START Dataset entries
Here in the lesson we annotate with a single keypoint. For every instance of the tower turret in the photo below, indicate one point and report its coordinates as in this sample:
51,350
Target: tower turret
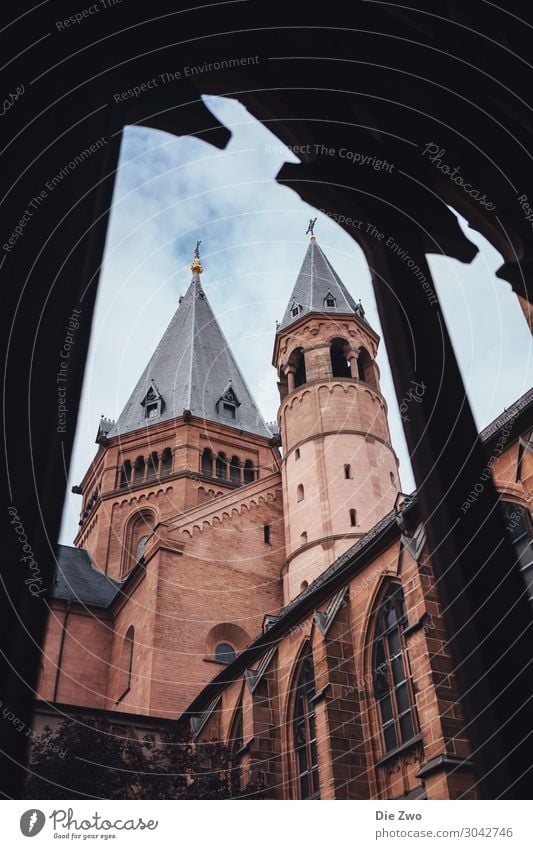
340,473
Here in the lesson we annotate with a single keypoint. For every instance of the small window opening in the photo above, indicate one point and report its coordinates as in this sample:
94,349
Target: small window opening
228,410
224,653
151,410
166,461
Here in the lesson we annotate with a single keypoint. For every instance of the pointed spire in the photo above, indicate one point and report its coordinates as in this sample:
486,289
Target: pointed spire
197,266
192,371
318,287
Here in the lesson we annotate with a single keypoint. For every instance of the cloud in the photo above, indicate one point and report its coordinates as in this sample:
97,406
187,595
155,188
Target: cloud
172,191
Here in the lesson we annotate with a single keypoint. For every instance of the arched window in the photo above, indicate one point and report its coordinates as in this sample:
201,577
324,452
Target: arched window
166,462
366,368
153,462
126,663
392,686
125,474
518,526
221,466
340,367
140,546
304,730
224,653
235,470
138,474
207,462
137,531
297,361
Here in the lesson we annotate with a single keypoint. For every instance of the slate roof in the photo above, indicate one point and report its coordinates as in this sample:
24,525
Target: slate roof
192,368
78,580
316,280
END Dataset entries
Problem to work on :: Each line of the material above that contains the string "annotate" adds one to the count; report the final count only.

Output for this task :: 6